* **WHAT YOU SHOULD DO**: Everything in the listing below must be set down again exactly, apart from the pictures.

* **TASK MATERIAL**:
^^^^^^^^^^^^^^^^
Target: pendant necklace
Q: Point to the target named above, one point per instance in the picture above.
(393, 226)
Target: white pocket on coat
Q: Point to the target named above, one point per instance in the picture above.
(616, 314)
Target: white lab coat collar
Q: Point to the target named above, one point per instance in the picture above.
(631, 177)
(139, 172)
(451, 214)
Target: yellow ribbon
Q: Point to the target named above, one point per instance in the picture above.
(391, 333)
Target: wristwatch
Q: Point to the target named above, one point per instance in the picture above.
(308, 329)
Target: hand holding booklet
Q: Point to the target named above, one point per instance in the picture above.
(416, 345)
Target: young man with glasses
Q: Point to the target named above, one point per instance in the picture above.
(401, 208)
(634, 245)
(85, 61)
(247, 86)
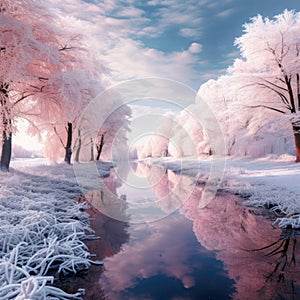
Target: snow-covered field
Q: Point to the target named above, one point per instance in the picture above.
(266, 182)
(42, 229)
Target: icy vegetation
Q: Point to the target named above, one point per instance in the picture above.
(42, 229)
^^^^^^^^^^^^^^^^
* **EXERCISE RESPONSE**:
Target: pendant necklace
Q: Point to the target named above, one point per instance in the picture above.
(393, 226)
Target: white pocket on coat
Q: Point to the target named above, one point per instance in the picture above.
(616, 314)
Target: white lab coat collar
Q: Point to the target named above, one point per instance in the picture above.
(631, 177)
(139, 172)
(451, 214)
Target: yellow ribbon
Q: Point to the target named above, one point per instance in the picture above.
(391, 333)
Target: wristwatch
Q: Point to the target named above, one point per instance in the picture above.
(308, 329)
Target: hand holding booklet
Q: Point to the target named above, one point per instance in the picture above.
(416, 345)
Target: young man with glasses
Q: Point to the target named above, one point per instance in the picture above.
(401, 208)
(634, 245)
(85, 61)
(247, 86)
Target: snow-covered field
Q: Point to the target named above, one point per instance in the picture above.
(266, 182)
(42, 229)
Target: icy vegetation
Q: Point to the target named above, one point per instance in the picture above.
(42, 229)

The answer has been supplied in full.